▸ Direction:
Could you update the rows that open with the line containing "the grass field" and run through the end of the rows, swapping "agriculture scouting record" for "farm survey record" and leaving all else unchanged, then give back only those lines?

* start *

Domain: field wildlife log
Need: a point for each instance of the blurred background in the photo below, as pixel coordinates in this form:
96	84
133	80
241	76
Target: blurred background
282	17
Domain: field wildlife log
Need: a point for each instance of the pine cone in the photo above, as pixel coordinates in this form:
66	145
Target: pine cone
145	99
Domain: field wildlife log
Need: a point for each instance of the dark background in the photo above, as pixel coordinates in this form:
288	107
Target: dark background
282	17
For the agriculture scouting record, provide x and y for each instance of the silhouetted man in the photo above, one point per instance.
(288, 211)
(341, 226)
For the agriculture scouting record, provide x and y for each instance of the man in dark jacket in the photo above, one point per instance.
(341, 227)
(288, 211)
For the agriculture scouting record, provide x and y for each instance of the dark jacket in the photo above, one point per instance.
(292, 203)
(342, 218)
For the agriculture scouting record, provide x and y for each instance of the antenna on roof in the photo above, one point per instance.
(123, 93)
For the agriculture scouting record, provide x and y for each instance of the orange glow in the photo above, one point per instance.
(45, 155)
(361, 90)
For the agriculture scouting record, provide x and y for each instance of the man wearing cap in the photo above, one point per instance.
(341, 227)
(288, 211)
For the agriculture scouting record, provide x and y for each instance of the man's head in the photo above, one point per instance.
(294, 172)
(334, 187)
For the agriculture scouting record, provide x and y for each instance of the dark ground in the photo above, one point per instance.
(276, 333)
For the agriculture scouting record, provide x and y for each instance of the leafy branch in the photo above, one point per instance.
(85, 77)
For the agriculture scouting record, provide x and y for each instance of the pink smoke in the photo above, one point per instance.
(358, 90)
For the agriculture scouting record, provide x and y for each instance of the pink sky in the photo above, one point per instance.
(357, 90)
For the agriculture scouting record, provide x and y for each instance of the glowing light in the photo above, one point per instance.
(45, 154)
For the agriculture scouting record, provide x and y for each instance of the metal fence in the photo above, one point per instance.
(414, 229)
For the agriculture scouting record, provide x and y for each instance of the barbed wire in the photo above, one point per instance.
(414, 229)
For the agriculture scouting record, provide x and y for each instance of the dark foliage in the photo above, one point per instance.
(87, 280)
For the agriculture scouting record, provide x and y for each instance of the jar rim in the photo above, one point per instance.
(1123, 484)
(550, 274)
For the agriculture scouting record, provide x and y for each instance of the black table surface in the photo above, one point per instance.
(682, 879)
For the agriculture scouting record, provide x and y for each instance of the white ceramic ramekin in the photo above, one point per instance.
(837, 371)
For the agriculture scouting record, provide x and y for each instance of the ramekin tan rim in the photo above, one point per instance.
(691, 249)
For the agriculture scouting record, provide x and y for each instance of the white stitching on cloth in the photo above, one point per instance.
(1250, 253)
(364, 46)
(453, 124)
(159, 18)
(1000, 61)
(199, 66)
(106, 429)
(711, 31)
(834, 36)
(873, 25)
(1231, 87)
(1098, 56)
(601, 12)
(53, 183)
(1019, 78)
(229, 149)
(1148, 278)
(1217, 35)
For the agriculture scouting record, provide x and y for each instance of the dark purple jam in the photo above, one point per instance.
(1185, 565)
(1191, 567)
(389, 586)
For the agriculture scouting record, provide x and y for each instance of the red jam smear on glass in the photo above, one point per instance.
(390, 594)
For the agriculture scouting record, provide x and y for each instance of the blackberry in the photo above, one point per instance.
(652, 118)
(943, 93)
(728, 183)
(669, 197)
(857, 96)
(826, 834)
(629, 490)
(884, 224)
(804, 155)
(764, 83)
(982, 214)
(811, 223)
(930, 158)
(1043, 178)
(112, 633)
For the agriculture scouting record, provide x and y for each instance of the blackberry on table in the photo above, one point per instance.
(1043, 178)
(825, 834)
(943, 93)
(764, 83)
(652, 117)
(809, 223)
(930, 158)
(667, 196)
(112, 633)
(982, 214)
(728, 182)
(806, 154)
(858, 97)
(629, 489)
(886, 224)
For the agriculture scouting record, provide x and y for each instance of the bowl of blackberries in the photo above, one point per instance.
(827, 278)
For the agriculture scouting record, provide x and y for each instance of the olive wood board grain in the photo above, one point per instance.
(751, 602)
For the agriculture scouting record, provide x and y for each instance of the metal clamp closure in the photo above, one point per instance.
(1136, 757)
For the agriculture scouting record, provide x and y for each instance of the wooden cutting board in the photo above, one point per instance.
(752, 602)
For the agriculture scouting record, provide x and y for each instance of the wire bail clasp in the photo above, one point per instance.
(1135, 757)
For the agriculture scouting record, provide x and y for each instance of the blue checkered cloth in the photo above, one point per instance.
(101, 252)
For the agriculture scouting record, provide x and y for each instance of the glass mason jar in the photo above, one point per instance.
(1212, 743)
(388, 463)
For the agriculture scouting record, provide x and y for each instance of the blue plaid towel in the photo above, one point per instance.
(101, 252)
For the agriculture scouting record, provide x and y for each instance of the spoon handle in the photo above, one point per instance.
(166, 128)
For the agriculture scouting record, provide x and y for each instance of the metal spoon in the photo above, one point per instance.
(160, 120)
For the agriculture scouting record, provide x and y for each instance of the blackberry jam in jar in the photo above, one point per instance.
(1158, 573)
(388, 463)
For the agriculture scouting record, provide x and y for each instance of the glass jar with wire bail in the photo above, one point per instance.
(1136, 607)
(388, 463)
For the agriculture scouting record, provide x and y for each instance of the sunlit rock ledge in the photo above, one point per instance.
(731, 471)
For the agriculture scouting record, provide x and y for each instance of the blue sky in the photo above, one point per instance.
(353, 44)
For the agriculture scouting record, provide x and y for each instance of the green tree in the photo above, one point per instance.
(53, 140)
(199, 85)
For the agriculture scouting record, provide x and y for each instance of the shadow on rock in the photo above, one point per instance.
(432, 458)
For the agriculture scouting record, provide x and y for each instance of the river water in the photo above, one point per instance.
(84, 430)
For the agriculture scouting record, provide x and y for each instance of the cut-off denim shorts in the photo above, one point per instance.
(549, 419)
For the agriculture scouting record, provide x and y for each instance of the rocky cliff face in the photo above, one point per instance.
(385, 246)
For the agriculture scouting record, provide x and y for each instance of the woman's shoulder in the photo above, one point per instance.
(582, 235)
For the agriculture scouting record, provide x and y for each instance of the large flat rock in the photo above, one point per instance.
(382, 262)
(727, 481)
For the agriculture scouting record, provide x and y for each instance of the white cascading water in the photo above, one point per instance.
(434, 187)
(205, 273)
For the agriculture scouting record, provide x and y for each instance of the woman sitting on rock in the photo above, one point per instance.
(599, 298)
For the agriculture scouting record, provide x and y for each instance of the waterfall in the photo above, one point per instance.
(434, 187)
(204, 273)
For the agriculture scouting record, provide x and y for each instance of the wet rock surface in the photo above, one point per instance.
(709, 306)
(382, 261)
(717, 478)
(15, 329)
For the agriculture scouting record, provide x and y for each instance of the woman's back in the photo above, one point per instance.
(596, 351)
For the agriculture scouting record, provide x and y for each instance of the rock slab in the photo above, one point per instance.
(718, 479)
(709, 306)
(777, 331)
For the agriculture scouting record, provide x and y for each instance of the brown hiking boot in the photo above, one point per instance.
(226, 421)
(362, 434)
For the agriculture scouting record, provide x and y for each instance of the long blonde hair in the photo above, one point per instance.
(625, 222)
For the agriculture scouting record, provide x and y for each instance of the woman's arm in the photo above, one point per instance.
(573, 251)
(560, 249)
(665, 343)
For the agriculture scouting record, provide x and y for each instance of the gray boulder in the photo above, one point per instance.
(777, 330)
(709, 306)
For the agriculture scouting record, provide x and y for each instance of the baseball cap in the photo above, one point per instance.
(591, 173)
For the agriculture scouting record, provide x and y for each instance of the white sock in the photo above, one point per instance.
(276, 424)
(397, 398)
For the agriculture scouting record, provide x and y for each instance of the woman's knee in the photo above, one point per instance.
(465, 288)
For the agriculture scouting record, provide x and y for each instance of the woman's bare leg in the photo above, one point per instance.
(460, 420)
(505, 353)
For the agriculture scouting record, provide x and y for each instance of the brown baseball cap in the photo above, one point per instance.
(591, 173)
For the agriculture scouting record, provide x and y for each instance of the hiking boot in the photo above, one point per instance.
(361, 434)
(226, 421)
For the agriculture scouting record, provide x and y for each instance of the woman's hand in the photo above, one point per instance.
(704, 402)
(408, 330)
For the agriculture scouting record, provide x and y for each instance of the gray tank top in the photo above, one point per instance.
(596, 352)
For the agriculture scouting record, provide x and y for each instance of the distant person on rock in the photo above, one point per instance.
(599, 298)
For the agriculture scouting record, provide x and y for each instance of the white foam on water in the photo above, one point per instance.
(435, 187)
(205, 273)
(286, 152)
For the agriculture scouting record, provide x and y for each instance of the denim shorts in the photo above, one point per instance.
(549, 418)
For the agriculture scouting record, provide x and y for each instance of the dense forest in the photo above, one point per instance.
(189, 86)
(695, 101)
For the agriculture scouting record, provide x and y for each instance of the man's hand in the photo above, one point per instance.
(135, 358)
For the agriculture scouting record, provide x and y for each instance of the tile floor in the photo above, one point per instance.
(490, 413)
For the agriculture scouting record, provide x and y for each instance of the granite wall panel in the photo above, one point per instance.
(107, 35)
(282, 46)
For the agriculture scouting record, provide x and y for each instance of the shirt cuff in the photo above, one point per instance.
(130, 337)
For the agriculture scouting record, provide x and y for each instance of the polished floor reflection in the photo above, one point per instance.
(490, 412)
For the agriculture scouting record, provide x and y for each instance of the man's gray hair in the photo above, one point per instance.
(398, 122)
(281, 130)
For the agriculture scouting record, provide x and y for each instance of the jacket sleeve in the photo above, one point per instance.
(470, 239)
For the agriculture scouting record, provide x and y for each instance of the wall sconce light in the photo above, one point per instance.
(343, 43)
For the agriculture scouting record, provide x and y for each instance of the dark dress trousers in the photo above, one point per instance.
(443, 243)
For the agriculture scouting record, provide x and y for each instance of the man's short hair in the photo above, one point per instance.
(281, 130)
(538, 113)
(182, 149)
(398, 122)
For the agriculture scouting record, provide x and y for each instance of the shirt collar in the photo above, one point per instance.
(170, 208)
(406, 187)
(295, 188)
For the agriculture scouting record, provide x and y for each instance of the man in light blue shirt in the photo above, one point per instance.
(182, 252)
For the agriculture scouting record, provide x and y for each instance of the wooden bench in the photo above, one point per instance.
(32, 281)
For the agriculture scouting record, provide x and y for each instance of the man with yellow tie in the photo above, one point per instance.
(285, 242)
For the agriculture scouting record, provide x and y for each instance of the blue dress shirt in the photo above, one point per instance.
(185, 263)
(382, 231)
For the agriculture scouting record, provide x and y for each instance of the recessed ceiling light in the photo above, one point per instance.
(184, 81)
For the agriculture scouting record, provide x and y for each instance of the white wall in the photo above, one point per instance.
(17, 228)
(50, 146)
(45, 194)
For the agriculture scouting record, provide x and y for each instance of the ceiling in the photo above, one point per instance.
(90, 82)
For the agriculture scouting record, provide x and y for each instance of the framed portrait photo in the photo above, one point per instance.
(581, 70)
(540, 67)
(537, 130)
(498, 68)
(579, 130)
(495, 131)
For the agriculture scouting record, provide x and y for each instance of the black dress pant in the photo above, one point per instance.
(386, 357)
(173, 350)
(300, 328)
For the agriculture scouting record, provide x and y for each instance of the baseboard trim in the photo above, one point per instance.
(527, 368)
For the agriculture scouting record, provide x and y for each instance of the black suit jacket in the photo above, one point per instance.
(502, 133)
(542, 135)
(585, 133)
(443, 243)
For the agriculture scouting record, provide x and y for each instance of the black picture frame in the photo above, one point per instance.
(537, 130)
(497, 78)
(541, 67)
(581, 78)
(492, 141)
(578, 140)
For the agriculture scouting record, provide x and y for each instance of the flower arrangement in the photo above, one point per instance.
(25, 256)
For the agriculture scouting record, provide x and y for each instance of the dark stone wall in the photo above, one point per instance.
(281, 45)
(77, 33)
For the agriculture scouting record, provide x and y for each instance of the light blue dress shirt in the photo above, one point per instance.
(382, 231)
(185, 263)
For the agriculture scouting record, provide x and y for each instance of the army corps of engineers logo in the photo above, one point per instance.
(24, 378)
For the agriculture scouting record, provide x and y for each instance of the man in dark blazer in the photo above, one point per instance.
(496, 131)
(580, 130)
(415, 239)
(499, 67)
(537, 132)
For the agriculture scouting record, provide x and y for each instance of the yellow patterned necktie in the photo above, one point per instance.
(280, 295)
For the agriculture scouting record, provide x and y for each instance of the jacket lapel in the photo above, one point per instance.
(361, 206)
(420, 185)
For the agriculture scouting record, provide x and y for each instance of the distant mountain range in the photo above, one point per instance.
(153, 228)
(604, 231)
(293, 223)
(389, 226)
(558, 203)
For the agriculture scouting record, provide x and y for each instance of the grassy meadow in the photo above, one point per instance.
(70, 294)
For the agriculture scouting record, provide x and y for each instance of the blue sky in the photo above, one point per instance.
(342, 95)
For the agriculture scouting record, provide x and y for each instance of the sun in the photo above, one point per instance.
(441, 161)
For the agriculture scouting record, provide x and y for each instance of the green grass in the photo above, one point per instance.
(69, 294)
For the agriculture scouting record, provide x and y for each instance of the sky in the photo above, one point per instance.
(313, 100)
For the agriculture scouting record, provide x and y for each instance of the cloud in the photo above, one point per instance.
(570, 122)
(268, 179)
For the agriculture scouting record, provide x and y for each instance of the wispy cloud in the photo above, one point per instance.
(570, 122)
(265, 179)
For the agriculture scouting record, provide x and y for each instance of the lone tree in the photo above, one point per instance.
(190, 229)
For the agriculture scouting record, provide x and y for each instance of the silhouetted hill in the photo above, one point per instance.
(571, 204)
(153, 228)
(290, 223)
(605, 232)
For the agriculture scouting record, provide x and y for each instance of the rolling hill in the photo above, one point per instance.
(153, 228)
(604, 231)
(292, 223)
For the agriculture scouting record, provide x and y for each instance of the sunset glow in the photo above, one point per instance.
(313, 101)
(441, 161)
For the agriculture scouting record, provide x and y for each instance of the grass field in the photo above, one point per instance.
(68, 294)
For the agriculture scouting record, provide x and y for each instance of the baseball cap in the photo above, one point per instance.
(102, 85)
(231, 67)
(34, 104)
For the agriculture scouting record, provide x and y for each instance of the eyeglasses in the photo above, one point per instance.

* end *

▸ The response:
For the farm survey record, provide x and y for each instance of the grass field in the photo above, one point per instance.
(68, 294)
For the farm survey record, provide x and y for each instance of the baseball cap in the photo above, one point per instance.
(102, 85)
(231, 67)
(34, 104)
For the farm survey record, provide x and y for each instance of the eyeglasses in the photo above, one point per instance.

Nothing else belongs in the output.